Written task 1: According to the Hispanic Oversample description below, why did the team create a new supplement to the Public Use Sample of the 1910 Census? Answer in one to three sentences.

Source extract:
This document describes the design and characteristics of the Hispanic Oversample of the 1910 US Census of Population. The background research, planning, and design of this project were conducted at the University of Texas at Austin under a research team headed by Myron Gutmann with funding provided by the National Institute of Child Health and Human Development (Grant number 5 R01 HD 32325). Data entry, design and creation of the dataset were carried out under subcontract by the Historical Census Projects at the University of Minnesota under the direction of Steven Ruggles.

Prior to recent censuses that asked and tabulated an explicit question about Hispanic identity, the Hispanic population of the United States remained something of a mystery. To better enable researchers to study the Hispanic population of the United States, we created a new supplement to the frequently-used Public Use Sample of the 1910 Census (Strong, 1989). This relatively large oversample contains data pertaining to roughly 10 percent of the Hispanic-headed households and Hispanic individuals in 1910, plus about four-tenths as many non-Hispanic-headed households living near them. The sample is drawn from 57 counties in six states (California, Arizona, New Mexico, Texas, Kansas and Florida) with predominantly Mexican-, Spanish-, and Cuban-origin populations (see Map 1).

Written task 2: Convert the data entries below into a two-column CSV with the columns "request" and "points", with one row per entry. Put each request and its points in a single quoted field with line breaks replaced by spaces, and leave the pictures out.

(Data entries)
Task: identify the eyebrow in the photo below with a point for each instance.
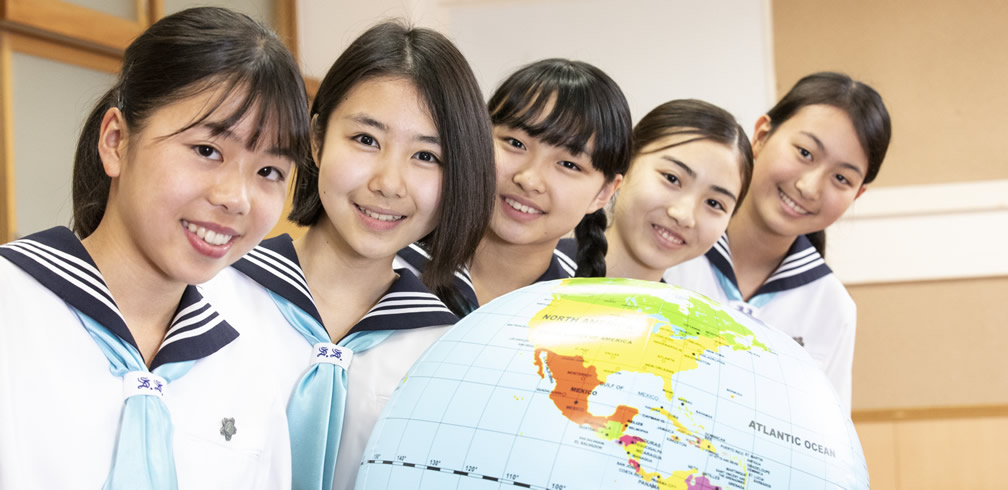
(374, 123)
(822, 148)
(693, 174)
(220, 130)
(685, 167)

Exercise result 1: The supplement was created so that researchers could better study the Hispanic population of the United States. Until recent censuses asked and tabulated an explicit question about Hispanic identity, that population had remained something of a mystery.

Exercise result 2:
request,points
"Task: identify the eyebrow in the photo below with a point for each instance.","(374, 123) (822, 148) (693, 174) (220, 130) (685, 167)"